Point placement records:
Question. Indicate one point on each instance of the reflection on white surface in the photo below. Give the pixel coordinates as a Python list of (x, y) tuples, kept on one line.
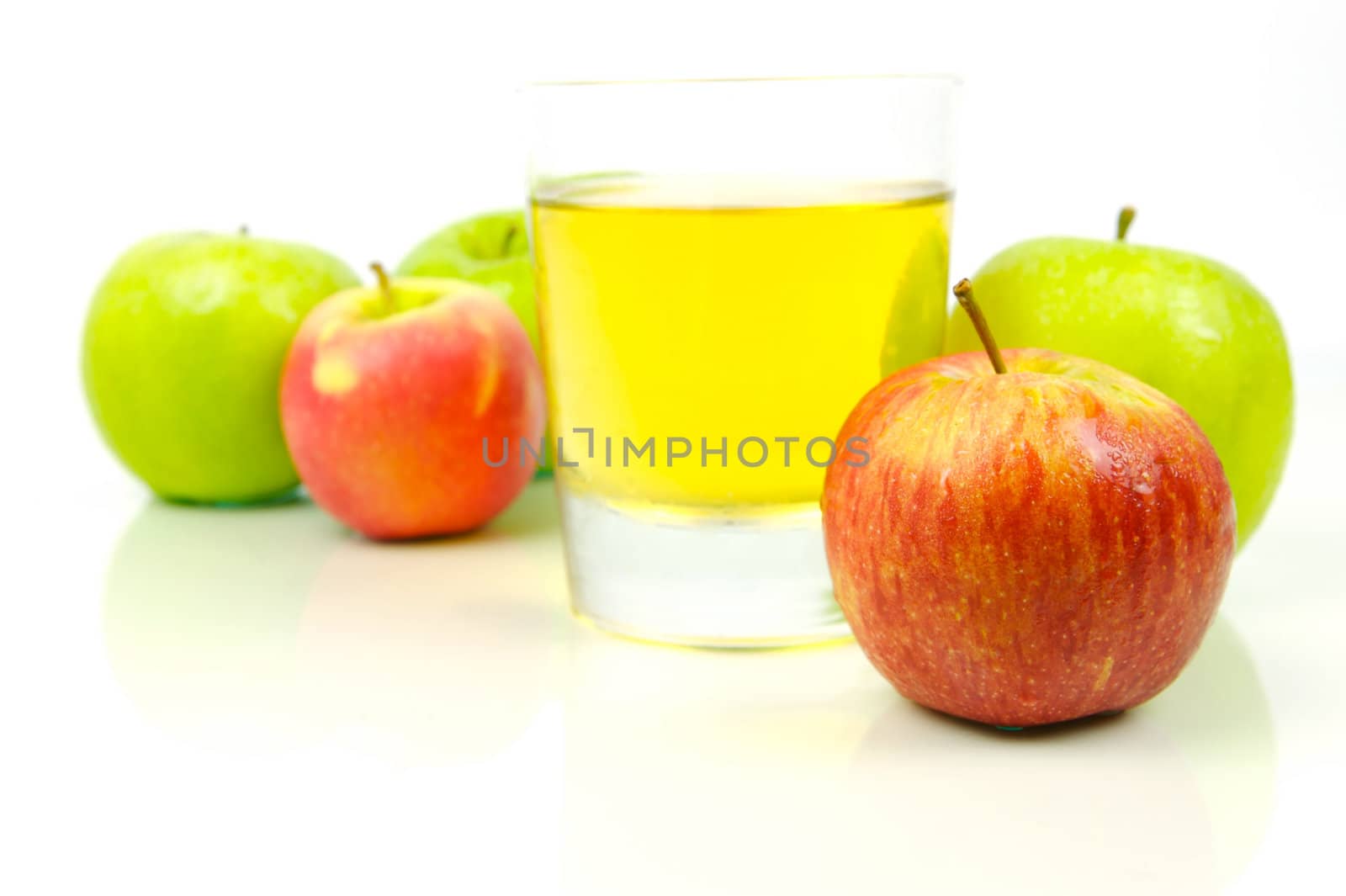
[(273, 626), (677, 771)]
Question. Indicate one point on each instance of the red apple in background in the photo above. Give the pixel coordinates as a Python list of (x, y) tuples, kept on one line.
[(388, 395), (1034, 538)]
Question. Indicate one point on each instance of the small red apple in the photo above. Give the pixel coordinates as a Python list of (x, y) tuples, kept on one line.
[(1036, 537), (388, 395)]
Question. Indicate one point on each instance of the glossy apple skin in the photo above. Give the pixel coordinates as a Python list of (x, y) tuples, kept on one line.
[(385, 415), (182, 354), (1031, 547), (1189, 326), (490, 249)]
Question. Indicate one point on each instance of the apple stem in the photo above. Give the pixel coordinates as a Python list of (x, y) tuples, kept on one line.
[(385, 287), (962, 289), (1124, 218)]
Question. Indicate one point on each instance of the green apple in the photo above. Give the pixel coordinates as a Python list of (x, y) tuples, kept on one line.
[(489, 249), (1188, 326), (182, 354)]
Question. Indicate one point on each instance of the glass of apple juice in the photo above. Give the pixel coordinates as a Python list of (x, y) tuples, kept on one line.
[(723, 269)]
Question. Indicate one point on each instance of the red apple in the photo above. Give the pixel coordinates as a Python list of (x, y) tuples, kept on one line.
[(1033, 540), (388, 395)]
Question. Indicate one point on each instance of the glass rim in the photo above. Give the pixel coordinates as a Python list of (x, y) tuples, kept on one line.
[(933, 77)]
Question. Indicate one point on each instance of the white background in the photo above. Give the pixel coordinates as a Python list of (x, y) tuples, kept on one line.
[(363, 130)]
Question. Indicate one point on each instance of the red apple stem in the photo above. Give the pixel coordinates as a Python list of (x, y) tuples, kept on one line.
[(962, 289), (1124, 218), (385, 287)]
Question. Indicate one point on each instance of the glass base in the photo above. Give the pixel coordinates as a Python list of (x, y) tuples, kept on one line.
[(702, 581)]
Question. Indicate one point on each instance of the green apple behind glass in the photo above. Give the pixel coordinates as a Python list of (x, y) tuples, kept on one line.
[(182, 353), (489, 249), (1189, 326)]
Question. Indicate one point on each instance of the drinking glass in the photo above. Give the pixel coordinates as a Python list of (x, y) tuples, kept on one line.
[(724, 268)]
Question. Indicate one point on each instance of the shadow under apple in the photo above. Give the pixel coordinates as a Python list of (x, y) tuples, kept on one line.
[(1170, 797)]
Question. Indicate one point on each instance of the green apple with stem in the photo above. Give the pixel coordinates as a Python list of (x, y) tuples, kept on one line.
[(489, 249), (183, 346), (1189, 326)]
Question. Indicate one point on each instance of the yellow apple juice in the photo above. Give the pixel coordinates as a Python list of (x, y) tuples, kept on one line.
[(704, 339)]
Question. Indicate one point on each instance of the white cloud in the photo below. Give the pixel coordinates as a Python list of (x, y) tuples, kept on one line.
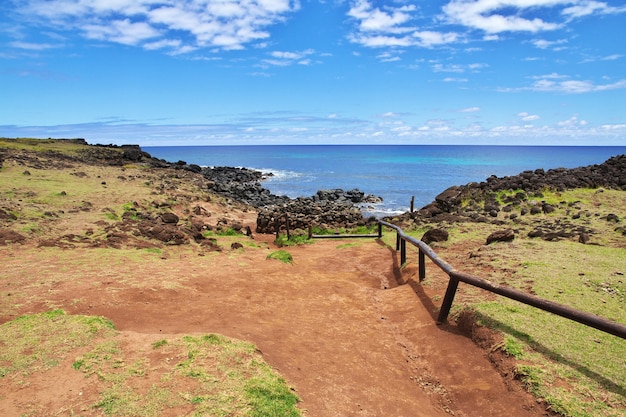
[(392, 27), (32, 46), (489, 16), (585, 8), (286, 58), (180, 25), (545, 44), (527, 117), (574, 86), (457, 68), (376, 20)]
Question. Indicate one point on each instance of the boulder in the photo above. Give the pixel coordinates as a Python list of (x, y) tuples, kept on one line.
[(169, 218), (506, 235), (435, 235)]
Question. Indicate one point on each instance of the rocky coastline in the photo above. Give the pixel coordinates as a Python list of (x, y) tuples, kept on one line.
[(495, 200)]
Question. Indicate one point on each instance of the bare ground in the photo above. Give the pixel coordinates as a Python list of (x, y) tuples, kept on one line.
[(354, 334)]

*GOAL*
Recast every line of the records above as a JSON list of strings, one string per line, with blank lines omitted. Leave the pictures out.

*EXPECTED ANSWER*
[
  "Question. Indicate one point on each instance of the reflection on white surface in the photo below. Give the pixel coordinates as a Python list of (x, y) tuples, kept on one line.",
  "[(273, 626), (677, 771)]",
  "Question. Indicate one point on each instance of the red apple in background in the photo above. Give the pixel coordinates as a Python list of (x, y) tuples, kept on one line.",
  "[(388, 395), (1034, 538)]",
  "Question. Indicate one point on each instance of the small red apple in the photo above. Give the pixel coordinates as a Python list of (x, y) tuples, kept on one line.",
  "[(1036, 537), (388, 395)]",
  "Question. Indicate one point on each instance of the glossy apple skin in the photo above. Give the pixel coordinates as a Python list of (x, y) tuples, kept on one line.",
  "[(385, 415), (182, 354), (1031, 547), (1189, 326), (490, 249)]",
  "Question. Indicate one point on each instance of the apple stem in the photo above. Give the pixel coordinates as a Python list of (x, y) tuples, kept on one line.",
  "[(385, 287), (962, 289), (1124, 218)]",
  "Question. Indicate one point on each instance of the green apple in the photo above. Give the pixel coordinates as a Python list of (x, y) tuples, kept on one line.",
  "[(489, 249), (1188, 326), (182, 354)]",
  "Question. Indicate one point on each instance of the glass of apple juice in the photo above. Give the pixel coordinates as a Python list of (x, y) tuples, kept on one line.",
  "[(723, 269)]",
  "Question. Indicate one point on each instance of the red apple in the photo above. Give the pixel coordinates as a Python list of (x, y) tuples, kept on one line.",
  "[(1033, 540), (388, 395)]",
  "Question. Indicate one point on each instance of the glass rim in the photo above. Give the pixel coordinates as a Python list of (x, y) tuples, kept on one line.",
  "[(933, 77)]",
  "Question. Indicate one point on each instance of the white background in the photo above. Give the pixel coordinates as a Python list of (x, y) tuples, kept on one line.",
  "[(363, 130)]",
  "Question. Indicate one point on each instance of the red apple stem in the photo above. Give the pixel coordinates as a Python list of (x, y) tuples, kept on one line.",
  "[(962, 289), (1124, 218), (385, 287)]",
  "Question. Indicate one point on each instance of the glass base in the photo above. Give the pixel coordinates as a Python list of (x, y) tuples, kept on one line.",
  "[(702, 581)]",
  "Question. Indicate one point on each instance of the green apple behind glass in the photo above. Give the pixel coordinates as a Python list of (x, y) tuples, kept on one line.",
  "[(182, 353), (489, 249), (1189, 326)]",
  "Question. Indicate one point on each instance of the drinking glass in the photo above. Give the pixel coordinates as a Python list of (x, y) tuples, kept on one line.",
  "[(724, 268)]",
  "Question. Indicate one point on each instance of the shadow under apple in the photo above. Give the pixel coordinates as a Python list of (x, y) tuples, kept on one line.",
  "[(1170, 797)]",
  "Question. Indicate one point on each instance of the green apple with stem in the photo above. Give the pixel coordinates as a Python list of (x, y) tuples, kept on one line.",
  "[(489, 249), (183, 346), (1189, 326)]",
  "Question. Indicate one point on each instance of the yellow apple juice in the photo above. Give the pixel coordinates as a Python list of (x, y) tuples, kept on one line.",
  "[(704, 339)]",
  "Question. Indicate one point on each instance of the white cloud in the photo below. Give the pixel coordinates as a Python list of (x, y) tuples, kept on one line.",
  "[(392, 27), (32, 46), (489, 16), (585, 8), (286, 58), (180, 25), (545, 44), (527, 117), (574, 86), (457, 68), (376, 20)]",
  "Question. Indicate one point on each instance of the boulder in the photo above. Give the pixel coordinates as a Python list of (x, y) tuples, kept on one line.",
  "[(169, 218), (506, 235), (435, 235)]",
  "Question. Indicate one point on each instance of the rocky coastline in the photo above. Give the pixel coordinates as a Python list of (x, y) tuples, kept on one line.",
  "[(495, 200)]",
  "Question. Indicate one point on each instance of the bare ground in the photo above. Give the pixel coordinates as a Python list of (x, y) tuples, kept on one line.",
  "[(354, 334)]"
]